**YOUR INSTRUCTIONS**:
Repeat every record exactly, but keep images out of the copy.
- Opening Delimiter -
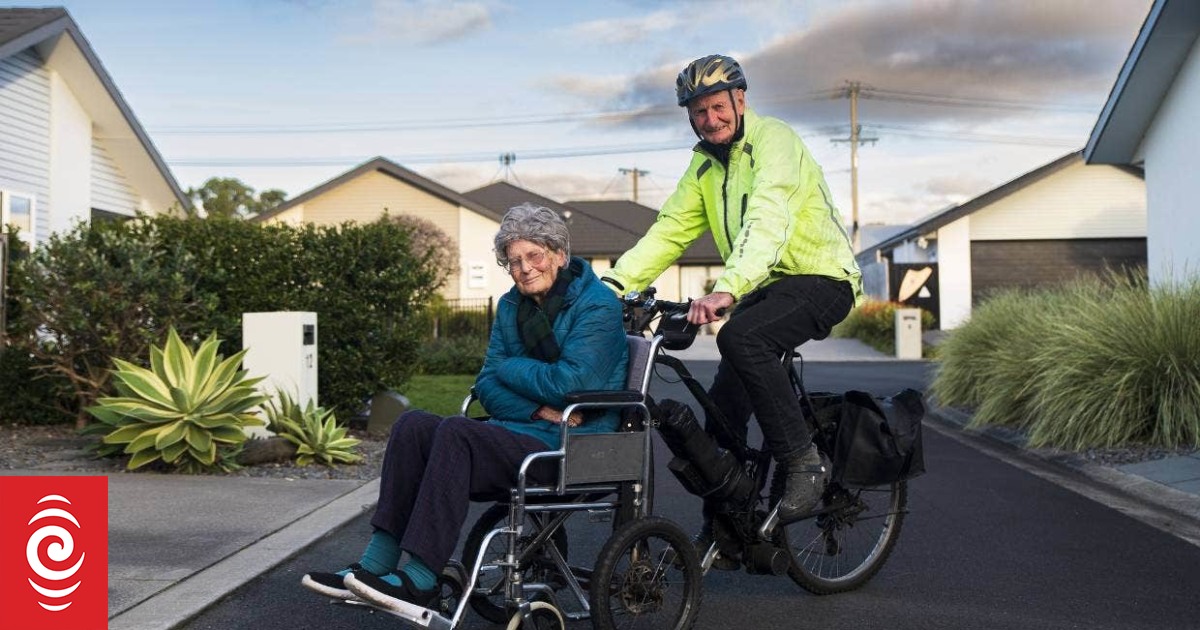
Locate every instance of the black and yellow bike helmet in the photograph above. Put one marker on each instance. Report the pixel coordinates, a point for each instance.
(708, 75)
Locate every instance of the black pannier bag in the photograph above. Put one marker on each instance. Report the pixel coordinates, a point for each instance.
(879, 439)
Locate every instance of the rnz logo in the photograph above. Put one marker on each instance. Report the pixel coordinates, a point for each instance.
(54, 552)
(54, 587)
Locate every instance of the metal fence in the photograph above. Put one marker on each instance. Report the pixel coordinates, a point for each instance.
(4, 289)
(467, 317)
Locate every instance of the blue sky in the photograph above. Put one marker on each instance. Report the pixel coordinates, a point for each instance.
(287, 94)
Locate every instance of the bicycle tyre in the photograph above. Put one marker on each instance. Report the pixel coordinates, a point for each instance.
(642, 564)
(841, 551)
(492, 607)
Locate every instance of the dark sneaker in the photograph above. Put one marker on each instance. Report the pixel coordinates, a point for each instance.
(377, 592)
(703, 540)
(330, 585)
(805, 478)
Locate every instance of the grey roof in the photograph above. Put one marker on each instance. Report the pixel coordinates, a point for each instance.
(19, 28)
(591, 235)
(389, 168)
(598, 228)
(24, 28)
(1164, 42)
(639, 219)
(958, 211)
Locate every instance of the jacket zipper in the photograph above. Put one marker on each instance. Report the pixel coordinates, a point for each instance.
(725, 207)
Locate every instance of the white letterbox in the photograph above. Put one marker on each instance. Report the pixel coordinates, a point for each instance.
(282, 347)
(907, 333)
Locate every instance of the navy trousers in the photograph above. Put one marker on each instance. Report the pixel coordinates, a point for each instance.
(432, 468)
(750, 378)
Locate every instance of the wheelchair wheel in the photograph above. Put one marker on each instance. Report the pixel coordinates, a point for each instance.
(841, 550)
(647, 576)
(541, 617)
(487, 598)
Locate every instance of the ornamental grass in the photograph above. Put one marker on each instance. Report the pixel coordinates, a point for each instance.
(1103, 361)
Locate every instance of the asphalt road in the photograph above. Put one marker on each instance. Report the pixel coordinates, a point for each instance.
(985, 545)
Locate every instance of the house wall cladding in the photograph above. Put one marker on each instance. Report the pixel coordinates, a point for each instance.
(109, 189)
(25, 132)
(1041, 263)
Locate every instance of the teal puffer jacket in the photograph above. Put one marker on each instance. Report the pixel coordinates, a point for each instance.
(594, 357)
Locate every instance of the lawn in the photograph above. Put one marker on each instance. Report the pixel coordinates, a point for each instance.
(438, 394)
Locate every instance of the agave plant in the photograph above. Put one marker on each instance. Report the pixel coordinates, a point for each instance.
(190, 409)
(313, 430)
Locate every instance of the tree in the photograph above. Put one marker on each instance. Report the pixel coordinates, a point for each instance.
(231, 198)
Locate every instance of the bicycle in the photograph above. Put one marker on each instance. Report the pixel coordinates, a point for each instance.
(837, 547)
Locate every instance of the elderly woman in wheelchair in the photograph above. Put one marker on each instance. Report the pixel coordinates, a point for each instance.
(557, 331)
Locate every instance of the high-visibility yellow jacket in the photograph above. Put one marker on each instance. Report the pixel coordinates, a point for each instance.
(769, 210)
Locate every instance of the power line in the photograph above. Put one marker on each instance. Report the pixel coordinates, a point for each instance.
(935, 133)
(940, 100)
(479, 156)
(460, 123)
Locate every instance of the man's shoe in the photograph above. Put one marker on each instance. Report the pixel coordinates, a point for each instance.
(703, 540)
(378, 592)
(330, 585)
(805, 475)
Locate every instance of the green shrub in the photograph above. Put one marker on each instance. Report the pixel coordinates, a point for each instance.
(1099, 363)
(189, 411)
(28, 396)
(874, 323)
(97, 292)
(985, 363)
(313, 430)
(109, 289)
(455, 355)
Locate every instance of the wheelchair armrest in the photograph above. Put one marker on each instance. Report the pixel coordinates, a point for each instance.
(604, 396)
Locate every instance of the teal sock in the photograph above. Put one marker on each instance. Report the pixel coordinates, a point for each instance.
(382, 553)
(419, 573)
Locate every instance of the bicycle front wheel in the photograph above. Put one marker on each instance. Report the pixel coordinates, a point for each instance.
(647, 576)
(840, 551)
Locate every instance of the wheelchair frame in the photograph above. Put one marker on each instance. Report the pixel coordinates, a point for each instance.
(597, 472)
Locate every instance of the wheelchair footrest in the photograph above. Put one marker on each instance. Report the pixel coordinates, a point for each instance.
(414, 615)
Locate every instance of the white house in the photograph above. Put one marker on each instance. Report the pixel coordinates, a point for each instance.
(70, 147)
(1150, 121)
(1045, 227)
(379, 187)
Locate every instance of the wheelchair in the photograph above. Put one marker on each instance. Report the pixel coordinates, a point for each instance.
(515, 567)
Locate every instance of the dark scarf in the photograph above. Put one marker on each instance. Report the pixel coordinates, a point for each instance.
(535, 324)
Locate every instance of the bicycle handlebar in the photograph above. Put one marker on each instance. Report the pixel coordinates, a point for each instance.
(642, 309)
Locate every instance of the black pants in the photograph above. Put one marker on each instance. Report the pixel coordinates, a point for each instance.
(432, 469)
(750, 378)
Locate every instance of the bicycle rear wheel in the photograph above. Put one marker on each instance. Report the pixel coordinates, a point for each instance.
(841, 550)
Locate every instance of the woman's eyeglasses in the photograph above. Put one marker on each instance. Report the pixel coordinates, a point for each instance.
(535, 258)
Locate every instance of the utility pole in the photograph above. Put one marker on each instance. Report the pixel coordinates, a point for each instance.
(855, 139)
(636, 173)
(507, 161)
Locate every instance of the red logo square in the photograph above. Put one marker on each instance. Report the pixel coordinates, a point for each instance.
(54, 552)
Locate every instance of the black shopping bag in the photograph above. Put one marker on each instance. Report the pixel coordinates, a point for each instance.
(879, 439)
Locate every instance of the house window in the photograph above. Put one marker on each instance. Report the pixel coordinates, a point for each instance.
(17, 213)
(100, 216)
(477, 276)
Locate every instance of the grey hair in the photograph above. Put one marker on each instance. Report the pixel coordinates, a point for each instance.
(534, 223)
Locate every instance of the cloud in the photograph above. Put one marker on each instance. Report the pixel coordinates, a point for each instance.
(623, 30)
(1031, 52)
(424, 22)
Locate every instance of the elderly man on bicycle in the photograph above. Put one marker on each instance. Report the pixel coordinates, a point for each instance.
- Closing Delimiter -
**OUTPUT BELOW**:
Locate every instance of the black and yellow bike helmet in the photograph above. Put one marker on each instance. Report the pixel coordinates, a point for each instance.
(708, 75)
Locate every instance of the black pannier bag in the photograph above. Put one marker on each instance. Report the pixel coordinates, a point for each instance.
(879, 439)
Locate every instance of the rnz logo in the photograph above. Put one marker on each instance. Report the pixel coordinates, a point for each instance.
(54, 552)
(54, 587)
Locate every instance of the metal fence in the photograph above. Put one marker on each instance. Report the pixel coordinates, a point for each instance.
(4, 289)
(467, 317)
Locate every instance of the blue sky in the photograph above. Put one marker on each instance. Report the pixel coordinates, a point for each instance.
(287, 94)
Locate every instance of the bicycle tyre in the photograph above. Put one marker on each instance. Report the pixel coordinates, a point for each instance.
(642, 564)
(841, 551)
(492, 607)
Locate every instance of the dark sneaker in the photograph above. Put one marker on each instance. Report the pixel coordinates, a point for each instance.
(377, 592)
(703, 540)
(330, 585)
(805, 478)
Locate every instance of the grey roof in the photograph above. Put one marker on each instance. Report the pixel coordinates, a point for each instance.
(19, 28)
(591, 235)
(389, 168)
(598, 228)
(24, 28)
(1164, 42)
(639, 219)
(958, 211)
Locate every instance of the jacket zipper in the photograph above. Put one marker on each instance. Report the pixel coordinates, a point for each instance.
(725, 207)
Locate every instance of the white letterbox in the photograph above. Put one marker on each instance. Report the pixel coordinates, a point for each instance.
(282, 347)
(907, 333)
Locate every instance of the navy trousers in the photograph above. Put one marker on each instance. Report the pixel coordinates, a point for each instance.
(432, 468)
(750, 378)
Locate every instance of the wheelchair wheel in the photograph above. Put one marker on each instance. Report the pixel coordinates, a point for each instance.
(841, 550)
(647, 576)
(541, 617)
(487, 598)
Locate every instance of the ornamental grass in the photograph above. Put one marker on each instance. Report the pixel coordinates, a point for each instance.
(1103, 361)
Locate every instance of the asphalt road in the photograph above. Put one marker on each instance. Report the pixel coordinates, a point for each instance.
(985, 545)
Locate every instance of the house wall cladding in the photograph above. Put one marker on each instance. Report the pixel coordinates, a point for each instance.
(109, 189)
(25, 132)
(1041, 263)
Locate every instance of the teal puffer jacket in the photograph above. Put one marker on each instance. Report the pixel coordinates, a point for each instance.
(594, 357)
Locate every instance of the lawn in the photograph above. Put one marker on each instance. Report the pixel coordinates, a point for each instance.
(438, 394)
Locate every instance of the agave plant in the photograph above. Put one marker on each instance. Report the pixel coordinates, a point for each instance.
(190, 409)
(313, 430)
Locate every instance of the tree in the photograph above. Put one marker on each instance. Report the pixel coordinates, a point for each instance.
(231, 198)
Locate every instance of the bicycle in the photograph above. Put one marker on each instance. Report the pixel coordinates, a point for each instance.
(837, 547)
Locate every instance of the elderly woman in wheelchair in the photograph above. Put one marker on each instance. Report the pixel coordinates, a point for each instance.
(557, 331)
Locate every instance of the high-visibility yellow jacket in the photograph above. Put one marker on each instance. Report the pixel coordinates, a point for each instance.
(769, 210)
Locate every instance of the power line in the photograph above. Put one marker on each instance. Report the pixel coordinates, a point for each instance.
(935, 133)
(940, 100)
(479, 156)
(460, 123)
Locate every instance of the man's shoe in the photograph above. Put one marker on each instance. Report the pixel coordinates, a point for each instance.
(703, 540)
(378, 592)
(330, 585)
(805, 475)
Locate every instance of the green shrub in the photograph above. Put one marker on each instance. Report the pixel coordinates, a point for each instance.
(1099, 363)
(189, 411)
(28, 396)
(874, 323)
(97, 292)
(985, 363)
(313, 430)
(109, 289)
(455, 355)
Locate every instance of the wheelchair armrest in the photograph above. Put one marker on each instance. Report the pixel coordinates, a point for each instance.
(604, 396)
Locate every instance of the teal sock in the photograph above. Put one marker on each instance. Report the pixel coordinates, a point for each instance.
(382, 553)
(419, 573)
Locate every instance of the bicycle front wheel in the photograph above. Put one marker on each instance. Report the pixel coordinates, a point for each instance.
(647, 576)
(840, 551)
Locate every instance of the wheelchair frame in the photograph above. Put one marker on each instance. Report the pixel coordinates, a point for each instance.
(597, 472)
Locate every instance of the wheelchair footrest in the photograph above. Put one marker on each instance. Report the pixel coordinates, a point for each instance.
(414, 615)
Locate every instance of the white house in the photograph above. Put one marker on each instance. Report the pixel coordinates, a point for each instance.
(70, 147)
(1150, 121)
(1045, 227)
(379, 187)
Locate every instance of the wheelchair in the photograph above. Put one marker on each instance. Report the pixel coordinates, a point for each instance.
(515, 567)
Locate every instance of the dark scarf in the photograph above. Put one marker on each instance. Report the pixel coordinates, a point for each instance.
(535, 324)
Locate every instance of the bicycle handlebar in the photograph above. Put one marker on each instance. Report the pixel coordinates, a point for each instance.
(642, 309)
Locate every instance of the black pants in the photograph above. Put one marker on each instance. Report the pixel coordinates, a point for each instance.
(432, 469)
(750, 378)
Locate every instance of the bicycle rear wheel in the photograph above. Put one marker on each instance. Report the pixel coordinates, a point for each instance.
(841, 550)
Locate every instance of the woman's eyeglasses in the photograph above. Put one marker on each instance. Report the pixel coordinates, a point for each instance.
(535, 258)
Locate every instance of the utility pole in the photograph above. Put one marker on each instance. Report the pixel coordinates, a point for each instance.
(855, 139)
(636, 173)
(507, 161)
Locate every instance of the red logo square in the photograph above. Put one marker on each instance. Report the pixel coordinates, a point for each instance.
(54, 552)
Locate every instance of the black shopping bag in the photograph above. Put one marker on each instance. Report the pixel coordinates, a point for each instance.
(879, 439)
Locate every instance of the house window in the photograph above. Put one marker on each instance. Report the pixel coordinates, a point for each instance.
(17, 213)
(100, 216)
(477, 276)
Locate every instance of the grey hair in the photograph above. Put one marker on each instance. Report the pixel coordinates, a point for each instance.
(534, 223)
Locate every instance of the cloud in the photograph above. Put one marker on each instance. Report the pixel coordinates, a point for each instance.
(623, 30)
(1031, 52)
(424, 22)
Locate every instance of the elderly man on bicycle in the photograph above. Put one marker on each instance. Report the pixel coordinates, a point for each instance.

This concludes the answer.